● What is needed: Produce an exact copy of all records below.

Source data:

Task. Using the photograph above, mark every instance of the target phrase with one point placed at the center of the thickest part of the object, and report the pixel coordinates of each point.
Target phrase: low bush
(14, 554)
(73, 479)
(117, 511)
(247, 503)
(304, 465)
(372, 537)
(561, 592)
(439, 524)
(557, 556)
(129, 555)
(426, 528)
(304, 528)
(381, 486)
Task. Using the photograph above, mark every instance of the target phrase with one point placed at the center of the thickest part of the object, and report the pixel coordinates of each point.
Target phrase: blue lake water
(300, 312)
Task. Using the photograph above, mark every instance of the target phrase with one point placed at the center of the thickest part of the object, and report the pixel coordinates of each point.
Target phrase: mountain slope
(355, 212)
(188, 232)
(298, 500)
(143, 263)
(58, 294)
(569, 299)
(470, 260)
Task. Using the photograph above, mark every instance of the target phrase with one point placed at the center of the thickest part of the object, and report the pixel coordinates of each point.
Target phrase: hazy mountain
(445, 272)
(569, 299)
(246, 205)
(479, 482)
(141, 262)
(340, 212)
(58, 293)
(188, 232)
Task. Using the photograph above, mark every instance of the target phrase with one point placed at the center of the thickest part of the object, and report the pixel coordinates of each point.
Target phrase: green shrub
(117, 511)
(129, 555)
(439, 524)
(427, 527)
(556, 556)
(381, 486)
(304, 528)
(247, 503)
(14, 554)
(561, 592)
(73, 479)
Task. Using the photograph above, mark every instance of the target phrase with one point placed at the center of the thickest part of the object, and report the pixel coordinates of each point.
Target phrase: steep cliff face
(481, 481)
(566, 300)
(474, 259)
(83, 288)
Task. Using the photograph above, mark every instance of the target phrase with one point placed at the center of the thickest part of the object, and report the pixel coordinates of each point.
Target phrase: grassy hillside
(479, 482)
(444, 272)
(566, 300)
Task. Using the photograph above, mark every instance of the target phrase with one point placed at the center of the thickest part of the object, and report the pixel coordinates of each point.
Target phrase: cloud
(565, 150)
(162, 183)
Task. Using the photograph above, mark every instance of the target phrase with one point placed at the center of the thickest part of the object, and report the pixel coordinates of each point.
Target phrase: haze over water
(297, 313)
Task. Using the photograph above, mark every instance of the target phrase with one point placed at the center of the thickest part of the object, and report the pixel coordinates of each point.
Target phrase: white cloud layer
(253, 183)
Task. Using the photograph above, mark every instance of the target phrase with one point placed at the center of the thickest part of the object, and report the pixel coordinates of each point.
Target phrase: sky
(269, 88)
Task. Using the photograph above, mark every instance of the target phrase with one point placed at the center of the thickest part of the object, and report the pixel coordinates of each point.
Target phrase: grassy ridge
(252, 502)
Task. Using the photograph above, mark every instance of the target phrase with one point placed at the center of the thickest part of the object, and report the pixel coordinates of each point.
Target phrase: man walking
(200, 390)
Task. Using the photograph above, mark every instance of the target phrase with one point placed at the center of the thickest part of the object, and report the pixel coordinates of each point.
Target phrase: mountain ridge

● Expected answer:
Task. Using the photograph above, mark every instance of the target phrase with one point placed at the center of the thickest part of the object, and report the pixel coordinates of each point.
Target phrase: low bush
(14, 554)
(73, 479)
(117, 511)
(247, 503)
(304, 465)
(372, 537)
(561, 592)
(439, 524)
(557, 556)
(129, 555)
(426, 528)
(304, 528)
(381, 486)
Task. Using the photograph above, mark every instance of the target phrase with one point placed at the center of the thickest part of the object, and report the pixel coordinates of each point.
Target phrase: blue lake water
(300, 312)
Task. Using the photograph above, mark every instance of the target phrase with one point placed at the center of the thickest part of the object, and report the pixel coordinates of each point.
Target phrase: mountain slope
(355, 212)
(188, 232)
(298, 500)
(143, 263)
(58, 294)
(569, 299)
(470, 260)
Task. Using the photograph above, mark every instance of the target phrase with one point placed at the center of the thickest part of the object, and report the pixel coordinates of each point.
Target phrase: hazy mountain
(445, 272)
(569, 299)
(246, 205)
(479, 482)
(141, 262)
(340, 212)
(58, 293)
(188, 232)
Task. Using the photograph above, mark every instance of the target phrase with one point placed at the center of the thickest part of the object, and report the pixel coordinates of each point.
Target phrase: green shrub
(117, 511)
(129, 555)
(439, 524)
(427, 527)
(556, 556)
(381, 486)
(304, 528)
(247, 503)
(14, 554)
(561, 592)
(73, 479)
Task. Using the photograph above, mark every instance of the target phrase with one point placed at the center of the thickest part of the object, and report the pixel coordinates of each point.
Target phrase: steep cliff face
(481, 481)
(566, 300)
(474, 259)
(83, 288)
Task. Using the photograph above, mark every instance of the target phrase with one point placed at the center of the thickest part of the object, and report the pixel coordinates of each point.
Target phrase: grassy hillside
(479, 482)
(444, 272)
(566, 300)
Task. Using the photograph above, mark every instance of the target phrase with one point placed at the center of the thickest part of the object, and report the pixel coordinates of each point.
Target phrase: cloud
(565, 150)
(162, 183)
Task. Using the photograph above, mark every instance of the target phrase with one point placed at the center of the thickest part of the object, and report the pixel coordinates of each point.
Target phrase: haze over water
(297, 313)
Task. Using the photograph above, mark every instance of the target phrase with one point placed at the center of the thickest part of the object, and report the pixel coordinates of each point.
Target phrase: white cloud layer
(253, 183)
Task. Using the photograph above, mark every instance of the target phrase with one point placed at the center of the thickest part of the object, and report the pixel coordinates of each point.
Target phrase: sky
(269, 88)
Task. Using the photograph above, mark every instance of the target phrase with one point placed at the center of the thickest part of the object, and report the pixel coordinates of each point.
Target phrase: grassy ridge
(252, 502)
Task. Using the photograph above, mark every instance of the target phrase with one point placed at the center of the thickest part of the object, and report the pixel coordinates of each point.
Target phrase: man walking
(200, 390)
Task. Using the photograph above, mark every instance of the target phrase with one point placed at the center of the thickest part of the object, and report the pixel coordinates of each point.
Target phrase: mountain ridge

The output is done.